— Excerpt —
'''

The Securities and Exchange Commission (SEC) on Tuesday said it plans to rewrite regulations that would force oil and mining companies to disclose payments to foreign governments.
A court struck down a version of the regulations in July, and an SEC spokesman said the agency does not intend to appeal the ruling.
“The court remanded the matter for further SEC proceedings, which the Commission will undertake informed by the court’s decision,” SEC spokesman John Nester said.
The move by a federal judge to vacate the 2012 disclosure regulation handed a victory to industry groups that alleged the rule would impose costly burdens and force companies to disclose sensitive information.
The decision is a setback for human rights groups, like Oxfam America, that cheered the SEC for refusing to include an array of exemptions sought by industry in the original regulations.
U.S. District Court Judge John D. Bates ruled in July that the SEC had failed to justify its decision to require that companies’ full filings to the commission, rather than just summaries of them, be made public.

'''

— Extracted information —

'''

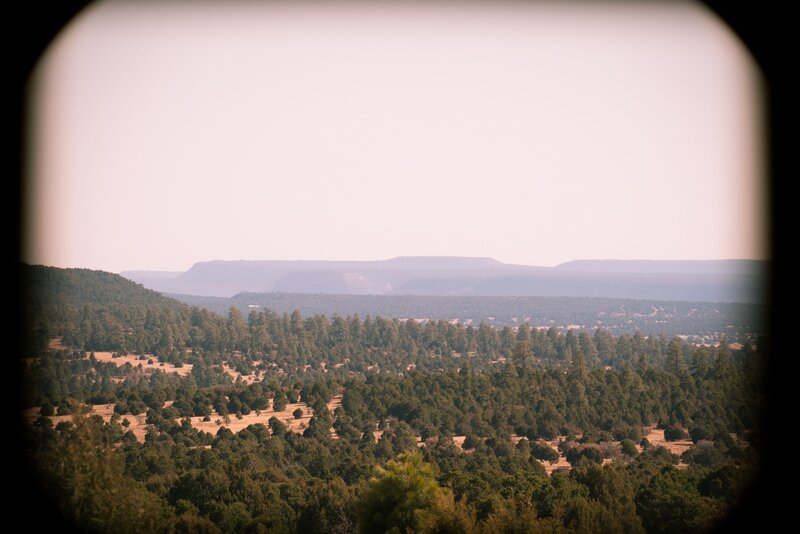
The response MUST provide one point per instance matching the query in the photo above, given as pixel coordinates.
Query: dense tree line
(506, 390)
(620, 316)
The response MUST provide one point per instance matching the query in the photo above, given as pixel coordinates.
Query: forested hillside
(702, 322)
(433, 426)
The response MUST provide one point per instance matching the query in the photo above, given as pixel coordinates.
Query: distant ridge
(665, 266)
(701, 281)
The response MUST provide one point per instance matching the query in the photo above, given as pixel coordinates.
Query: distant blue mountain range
(700, 281)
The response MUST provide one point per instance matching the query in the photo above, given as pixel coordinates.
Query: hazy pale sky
(166, 134)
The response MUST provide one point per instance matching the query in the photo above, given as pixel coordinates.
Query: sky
(163, 134)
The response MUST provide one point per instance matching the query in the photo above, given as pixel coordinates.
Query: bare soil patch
(135, 361)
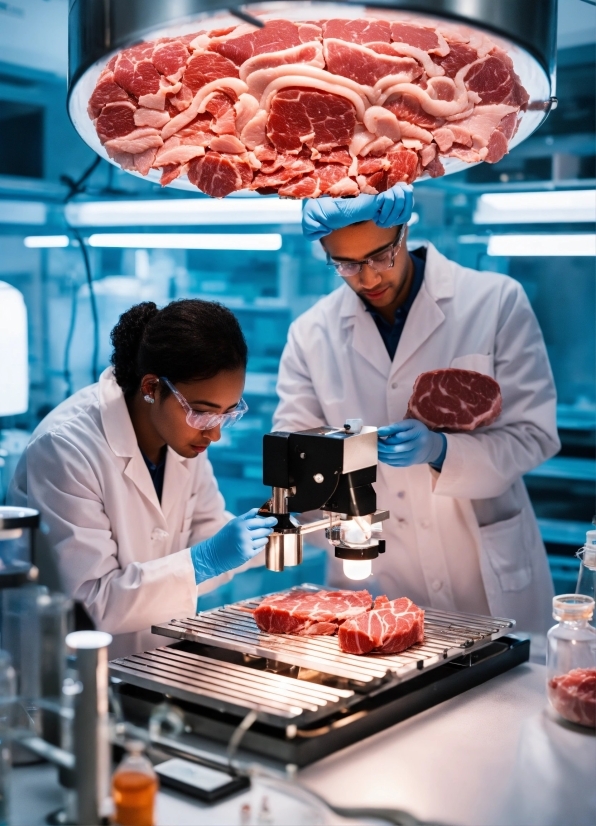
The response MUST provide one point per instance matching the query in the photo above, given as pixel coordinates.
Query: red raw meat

'''

— Exercise task —
Write the next part of the news report on the SEC's rule requiring oil and mining companies to disclose payments to foreign governments, picking up after its final sentence.

— Answer to the exercise —
The judge also said the SEC had failed to justify its decision to reject industry pleas that the rule should include waivers for operations in countries that bar payment disclosure.
The disclosure rule was mandated by the 2010 Dodd-Frank financial law.
The SEC decision not to appeal will revive an intense administrative lobbying battle to influence the regulation’s contents.
“U.S. companies are leading the way to increase transparency, and we look forward to working with the SEC to rewrite the rule in a way that recognizes these existing efforts and doesn’t harm competitiveness,” said Carlton Carroll, a spokesman for the American Petroleum Institute, which alongside the U.S. Chamber of Commerce and other groups, sued to overturn the rule.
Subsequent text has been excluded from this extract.